## TASK BRIEF
Recast the records from their start through the line containing "x=112, y=111" as a two-column CSV with the headers record_text and record_answer. Give one row per record, with each value in a single quoted field and its line breaks replaced by spaces.

## DATA SHOWN
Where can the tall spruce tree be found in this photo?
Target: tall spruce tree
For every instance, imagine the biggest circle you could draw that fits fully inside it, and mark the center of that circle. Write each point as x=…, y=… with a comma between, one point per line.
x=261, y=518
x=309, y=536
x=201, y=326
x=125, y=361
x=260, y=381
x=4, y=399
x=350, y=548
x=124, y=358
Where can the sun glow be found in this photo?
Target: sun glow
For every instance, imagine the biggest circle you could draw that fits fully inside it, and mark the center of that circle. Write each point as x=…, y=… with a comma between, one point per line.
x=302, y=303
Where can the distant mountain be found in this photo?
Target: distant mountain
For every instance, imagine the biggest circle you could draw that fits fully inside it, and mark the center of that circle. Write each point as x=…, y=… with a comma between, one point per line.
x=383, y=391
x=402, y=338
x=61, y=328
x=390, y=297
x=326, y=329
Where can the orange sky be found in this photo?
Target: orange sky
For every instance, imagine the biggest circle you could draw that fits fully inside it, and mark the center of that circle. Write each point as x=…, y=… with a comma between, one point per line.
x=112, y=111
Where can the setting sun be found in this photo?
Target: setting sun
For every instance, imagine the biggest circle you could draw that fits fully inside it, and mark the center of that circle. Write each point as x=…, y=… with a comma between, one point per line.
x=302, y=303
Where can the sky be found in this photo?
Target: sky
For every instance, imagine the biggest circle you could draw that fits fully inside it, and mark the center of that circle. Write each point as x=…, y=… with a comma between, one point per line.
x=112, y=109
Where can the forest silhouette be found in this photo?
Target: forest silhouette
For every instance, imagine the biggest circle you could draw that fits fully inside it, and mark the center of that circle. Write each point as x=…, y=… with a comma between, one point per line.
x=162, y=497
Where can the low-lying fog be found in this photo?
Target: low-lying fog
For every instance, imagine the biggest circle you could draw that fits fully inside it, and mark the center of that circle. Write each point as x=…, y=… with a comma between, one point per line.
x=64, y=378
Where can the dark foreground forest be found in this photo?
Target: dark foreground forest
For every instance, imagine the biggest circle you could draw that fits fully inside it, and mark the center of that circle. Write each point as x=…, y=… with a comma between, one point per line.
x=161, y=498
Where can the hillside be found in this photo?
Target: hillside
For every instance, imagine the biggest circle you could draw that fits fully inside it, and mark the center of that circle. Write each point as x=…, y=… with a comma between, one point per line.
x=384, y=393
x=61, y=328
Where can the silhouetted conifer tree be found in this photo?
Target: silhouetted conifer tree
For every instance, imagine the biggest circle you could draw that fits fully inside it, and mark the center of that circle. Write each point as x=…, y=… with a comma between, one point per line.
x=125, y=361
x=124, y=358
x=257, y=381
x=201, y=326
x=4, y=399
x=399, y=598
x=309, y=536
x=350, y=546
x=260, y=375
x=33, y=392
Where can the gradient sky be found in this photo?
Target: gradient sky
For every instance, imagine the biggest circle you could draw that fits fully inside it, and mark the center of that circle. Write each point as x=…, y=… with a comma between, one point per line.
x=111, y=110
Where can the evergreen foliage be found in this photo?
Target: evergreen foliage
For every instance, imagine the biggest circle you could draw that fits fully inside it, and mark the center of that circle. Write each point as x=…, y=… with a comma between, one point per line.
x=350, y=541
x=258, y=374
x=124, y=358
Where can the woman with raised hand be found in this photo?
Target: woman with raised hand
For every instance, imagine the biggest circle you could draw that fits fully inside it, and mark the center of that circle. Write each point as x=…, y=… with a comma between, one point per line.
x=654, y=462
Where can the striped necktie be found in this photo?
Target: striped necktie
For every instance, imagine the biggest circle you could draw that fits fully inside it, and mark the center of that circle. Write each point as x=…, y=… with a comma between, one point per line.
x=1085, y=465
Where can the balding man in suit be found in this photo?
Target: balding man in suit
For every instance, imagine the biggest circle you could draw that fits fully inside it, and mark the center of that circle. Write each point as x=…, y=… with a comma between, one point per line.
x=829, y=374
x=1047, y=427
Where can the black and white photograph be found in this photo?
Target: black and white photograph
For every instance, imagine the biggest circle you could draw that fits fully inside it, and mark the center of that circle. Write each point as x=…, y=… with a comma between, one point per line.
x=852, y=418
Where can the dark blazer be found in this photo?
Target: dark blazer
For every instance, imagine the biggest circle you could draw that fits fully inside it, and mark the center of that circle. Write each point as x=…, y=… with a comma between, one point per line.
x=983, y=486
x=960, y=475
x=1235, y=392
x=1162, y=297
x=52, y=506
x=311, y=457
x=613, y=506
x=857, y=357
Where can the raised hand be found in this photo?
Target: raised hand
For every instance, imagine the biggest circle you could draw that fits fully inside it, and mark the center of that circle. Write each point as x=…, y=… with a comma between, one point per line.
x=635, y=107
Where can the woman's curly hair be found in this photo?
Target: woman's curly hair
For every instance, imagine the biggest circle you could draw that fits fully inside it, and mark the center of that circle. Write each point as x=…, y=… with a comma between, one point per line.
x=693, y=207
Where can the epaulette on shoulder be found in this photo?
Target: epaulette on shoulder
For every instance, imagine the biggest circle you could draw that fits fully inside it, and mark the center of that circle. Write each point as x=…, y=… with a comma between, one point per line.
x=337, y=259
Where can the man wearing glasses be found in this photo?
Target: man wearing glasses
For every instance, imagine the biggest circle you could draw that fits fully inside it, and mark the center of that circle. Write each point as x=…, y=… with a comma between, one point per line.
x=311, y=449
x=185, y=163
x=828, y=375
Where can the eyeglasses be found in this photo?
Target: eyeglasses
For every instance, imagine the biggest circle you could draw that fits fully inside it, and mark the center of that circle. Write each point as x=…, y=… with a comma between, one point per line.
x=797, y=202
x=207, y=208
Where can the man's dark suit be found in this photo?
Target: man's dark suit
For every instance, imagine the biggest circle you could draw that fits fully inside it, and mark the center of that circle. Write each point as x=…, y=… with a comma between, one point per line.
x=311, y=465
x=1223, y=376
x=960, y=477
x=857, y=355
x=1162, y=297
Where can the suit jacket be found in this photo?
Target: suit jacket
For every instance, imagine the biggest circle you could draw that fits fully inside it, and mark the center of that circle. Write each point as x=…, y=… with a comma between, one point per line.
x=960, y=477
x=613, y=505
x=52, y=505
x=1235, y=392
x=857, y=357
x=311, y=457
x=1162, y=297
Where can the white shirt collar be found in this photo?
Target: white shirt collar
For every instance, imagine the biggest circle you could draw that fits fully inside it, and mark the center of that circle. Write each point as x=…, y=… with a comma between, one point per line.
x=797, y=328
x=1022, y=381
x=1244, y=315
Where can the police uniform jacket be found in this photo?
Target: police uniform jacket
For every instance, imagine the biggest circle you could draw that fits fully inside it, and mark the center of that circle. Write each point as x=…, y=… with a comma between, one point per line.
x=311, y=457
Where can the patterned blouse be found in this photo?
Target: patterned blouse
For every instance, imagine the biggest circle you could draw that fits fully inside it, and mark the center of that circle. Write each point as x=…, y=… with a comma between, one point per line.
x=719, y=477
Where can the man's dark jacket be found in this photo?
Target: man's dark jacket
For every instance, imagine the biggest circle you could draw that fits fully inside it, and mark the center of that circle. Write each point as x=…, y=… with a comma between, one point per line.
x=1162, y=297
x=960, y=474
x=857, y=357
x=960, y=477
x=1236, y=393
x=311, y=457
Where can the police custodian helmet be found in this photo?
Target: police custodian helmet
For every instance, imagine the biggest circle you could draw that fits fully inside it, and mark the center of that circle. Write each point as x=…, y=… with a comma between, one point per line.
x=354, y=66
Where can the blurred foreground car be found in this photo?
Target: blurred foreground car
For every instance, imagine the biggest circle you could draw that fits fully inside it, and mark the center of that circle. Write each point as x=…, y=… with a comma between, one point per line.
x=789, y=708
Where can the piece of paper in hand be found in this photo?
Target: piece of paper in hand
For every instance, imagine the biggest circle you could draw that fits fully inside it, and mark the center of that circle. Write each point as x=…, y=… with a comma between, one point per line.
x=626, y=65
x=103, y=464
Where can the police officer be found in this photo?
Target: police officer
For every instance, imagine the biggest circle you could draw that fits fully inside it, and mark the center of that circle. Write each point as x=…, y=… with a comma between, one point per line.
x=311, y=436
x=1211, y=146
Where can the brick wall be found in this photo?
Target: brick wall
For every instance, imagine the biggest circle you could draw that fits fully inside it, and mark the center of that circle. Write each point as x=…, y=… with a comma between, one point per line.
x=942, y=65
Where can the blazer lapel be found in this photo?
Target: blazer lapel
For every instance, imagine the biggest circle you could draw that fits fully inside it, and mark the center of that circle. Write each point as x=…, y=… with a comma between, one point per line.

## EXERCISE SOLUTION
record_text,record_answer
"Where can the tall spruce tree be found in this photo? Target: tall spruce tree For every instance, imagine the biggest circle you could draw that fits fully inside it, and mark the center of that circle. Write each point as x=…, y=… with a comma between, one point per line.","x=261, y=518 x=309, y=536 x=201, y=326 x=125, y=361 x=260, y=381 x=4, y=399 x=350, y=548 x=124, y=358"
"Where can the sun glow be found in this photo? Target: sun glow For every instance, imagine the biggest circle you could draw that fits fully inside it, and mark the center of that circle. Write each point as x=…, y=… with a comma between, one point per line.","x=302, y=303"
"Where can the distant mountain be found in this photo? Target: distant mountain For every instance, imagine the biggest circle you could draw that fits fully inside it, and mark the center of that circle. Write each point as x=…, y=… with a comma between, one point per line.","x=383, y=391 x=402, y=338 x=61, y=328 x=390, y=297 x=326, y=329"
"Where can the orange sky be found in this photo? Target: orange sky For every instance, imagine the biggest circle you could draw that fits fully inside it, and mark the center of that circle. Write each point as x=…, y=… with a comma between, one point per line.","x=112, y=111"